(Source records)

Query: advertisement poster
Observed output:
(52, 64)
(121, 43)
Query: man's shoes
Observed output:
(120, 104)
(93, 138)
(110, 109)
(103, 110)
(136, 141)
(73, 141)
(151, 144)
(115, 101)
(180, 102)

What the task requires: Search the lines above for the string "Query", then show every one that has it.

Task answer:
Query: advertisement poster
Query: man's shoes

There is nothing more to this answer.